====== Фрагмент текста ======
< Все воспоминания

Иванова Мария Львовна

Заставка для - Иванова Мария Львовна

Война началась , когда она жила в Псковской области, деревня Клюка.

Мы сохраняем устную историю. Помочь нам можно здесь.

Меня зовут Иванова Мария Львовна.

Сколько мне тогда было? 12 лет, я с 1932 года рождения, а в 1941 году пришел немец.

Жила я в Псковской области, деревня была Клюка. От нашей деревни находились партизаны, 3 км от нас. Из Пскова все выселяли людей, везли полные обозы ехали. И вот ехали, были окопы, и место называлось Рацы, там было озеро, и там были партизаны. Там было много партизан, и штаб стоял партизанский. И вот из Пскова выселяли всех на лошадях. Шли обозы, не знаю, из самого города или только из деревень, из-под Пскова, этого я не скажу.

Мы жили в своем доме. Было два дома, и строили еще новый дом. Уже было подведено под крышу. Мы пчел держали. Пчелы были поставлены в новый дом, закрыты соломой. Прошла неделя, немцы-то приедут. Нас не выгоняли из дома. Утром появятся: «Партизан был?» – «Нет, не было!» Они все смотрели следы. Отец был оставлен за уполномоченного, в армию его не взяли. Эвакуировали детей, увозить куда-то, только погрузили на машину – и вдруг немцы. Из машины пришлось всех детей разгрузить, всех по домам. Нас не тронули немцы. Из дома они нас не выгнали. Было страшно, мы отсидели ночь, как утро – появляются немцы и проверяют, были ли партизаны. «Нет партизан!»
======
## Задания:
- A) Перепечатайте из воспоминаний отрывок между словами «Война началась , когда» и «я не скажу.», включительно.
- B) Определите, согласуются ли с воспоминаниями три утверждения: (i) партизаны стояли в трех километрах от деревни; (ii) отца рассказчицы взяли в армию; (iii) немцы выгнали семью из дома. На каждое ответьте «да» или «нет» и приведите решающие слова воспоминаний в точной цитате.
Следующие записи взяты из другого источника и к воспоминаниям не относятся.
====== Записи ======
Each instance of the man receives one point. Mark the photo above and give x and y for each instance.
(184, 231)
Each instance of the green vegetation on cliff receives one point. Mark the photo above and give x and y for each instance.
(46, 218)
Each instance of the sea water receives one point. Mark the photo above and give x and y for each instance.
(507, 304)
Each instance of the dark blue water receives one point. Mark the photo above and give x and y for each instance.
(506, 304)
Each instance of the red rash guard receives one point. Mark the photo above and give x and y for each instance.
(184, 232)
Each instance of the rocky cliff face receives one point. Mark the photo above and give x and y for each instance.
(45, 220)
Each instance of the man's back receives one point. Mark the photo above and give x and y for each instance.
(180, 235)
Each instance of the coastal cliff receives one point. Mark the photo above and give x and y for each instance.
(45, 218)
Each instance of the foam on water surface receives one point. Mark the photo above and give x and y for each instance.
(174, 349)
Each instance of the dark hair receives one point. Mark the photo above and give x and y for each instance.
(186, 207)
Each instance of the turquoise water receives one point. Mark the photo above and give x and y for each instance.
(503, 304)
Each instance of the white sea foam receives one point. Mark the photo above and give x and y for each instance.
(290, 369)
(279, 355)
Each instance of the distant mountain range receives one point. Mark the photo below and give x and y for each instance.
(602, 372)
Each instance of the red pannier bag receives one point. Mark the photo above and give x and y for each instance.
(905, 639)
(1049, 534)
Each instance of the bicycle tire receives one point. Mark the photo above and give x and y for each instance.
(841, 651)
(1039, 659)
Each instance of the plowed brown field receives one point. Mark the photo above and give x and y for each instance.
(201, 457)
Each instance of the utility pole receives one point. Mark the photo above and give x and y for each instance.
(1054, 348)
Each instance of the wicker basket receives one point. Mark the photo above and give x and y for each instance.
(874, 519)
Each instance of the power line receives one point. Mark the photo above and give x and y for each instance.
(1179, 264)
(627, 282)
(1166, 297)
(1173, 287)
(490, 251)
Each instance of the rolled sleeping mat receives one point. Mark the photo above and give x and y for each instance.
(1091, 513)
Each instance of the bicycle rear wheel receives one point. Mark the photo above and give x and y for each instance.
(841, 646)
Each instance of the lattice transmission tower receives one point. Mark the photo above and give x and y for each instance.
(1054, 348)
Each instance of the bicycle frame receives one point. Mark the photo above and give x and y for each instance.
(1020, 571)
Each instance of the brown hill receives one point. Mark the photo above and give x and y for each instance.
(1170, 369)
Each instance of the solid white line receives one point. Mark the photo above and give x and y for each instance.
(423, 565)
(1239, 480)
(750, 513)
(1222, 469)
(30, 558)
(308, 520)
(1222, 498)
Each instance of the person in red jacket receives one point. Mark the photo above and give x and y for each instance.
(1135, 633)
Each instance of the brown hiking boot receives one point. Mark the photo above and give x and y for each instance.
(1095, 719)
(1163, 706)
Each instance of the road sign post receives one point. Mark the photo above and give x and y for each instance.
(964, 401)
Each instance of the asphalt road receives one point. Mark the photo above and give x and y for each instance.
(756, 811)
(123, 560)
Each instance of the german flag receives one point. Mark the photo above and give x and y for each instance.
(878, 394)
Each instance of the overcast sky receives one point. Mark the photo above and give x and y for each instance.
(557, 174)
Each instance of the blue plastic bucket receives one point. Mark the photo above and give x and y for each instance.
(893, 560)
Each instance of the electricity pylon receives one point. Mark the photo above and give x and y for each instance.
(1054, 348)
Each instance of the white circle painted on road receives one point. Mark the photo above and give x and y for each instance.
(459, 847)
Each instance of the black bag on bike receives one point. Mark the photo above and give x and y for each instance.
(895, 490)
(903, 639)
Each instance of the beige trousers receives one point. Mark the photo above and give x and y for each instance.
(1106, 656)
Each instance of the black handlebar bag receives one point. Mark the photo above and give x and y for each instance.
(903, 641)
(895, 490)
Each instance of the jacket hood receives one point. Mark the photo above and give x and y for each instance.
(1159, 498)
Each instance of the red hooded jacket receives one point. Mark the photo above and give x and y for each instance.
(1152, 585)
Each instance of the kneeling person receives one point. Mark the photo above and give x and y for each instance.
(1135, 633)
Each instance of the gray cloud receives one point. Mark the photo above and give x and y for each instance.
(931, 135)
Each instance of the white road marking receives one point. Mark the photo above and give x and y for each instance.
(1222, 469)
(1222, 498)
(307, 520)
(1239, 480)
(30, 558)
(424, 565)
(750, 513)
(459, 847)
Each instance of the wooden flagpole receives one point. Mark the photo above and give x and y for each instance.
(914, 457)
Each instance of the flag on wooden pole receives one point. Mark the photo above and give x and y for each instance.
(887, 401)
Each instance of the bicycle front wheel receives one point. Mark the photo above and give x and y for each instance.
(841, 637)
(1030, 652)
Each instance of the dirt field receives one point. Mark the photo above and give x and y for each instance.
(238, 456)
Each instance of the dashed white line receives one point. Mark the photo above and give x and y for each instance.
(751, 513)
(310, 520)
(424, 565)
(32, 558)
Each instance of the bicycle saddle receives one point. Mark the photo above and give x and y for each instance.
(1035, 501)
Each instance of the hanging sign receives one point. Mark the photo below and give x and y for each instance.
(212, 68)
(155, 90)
======
## Итоговые ответы:
- A)
Война началась , когда она жила в Псковской области, деревня Клюка.

Мы сохраняем устную историю. Помочь нам можно здесь.

Меня зовут Иванова Мария Львовна.

Сколько мне тогда было? 12 лет, я с 1932 года рождения, а в 1941 году пришел немец.

Жила я в Псковской области, деревня была Клюка. От нашей деревни находились партизаны, 3 км от нас. Из Пскова все выселяли людей, везли полные обозы ехали. И вот ехали, были окопы, и место называлось Рацы, там было озеро, и там были партизаны. Там было много партизан, и штаб стоял партизанский. И вот из Пскова выселяли всех на лошадях. Шли обозы, не знаю, из самого города или только из деревень, из-под Пскова, этого я не скажу.

- B)
(i) Да: «От нашей деревни находились партизаны, 3 км от нас».
(ii) Нет: «в армию его не взяли».
(iii) Нет: «Из дома они нас не выгнали».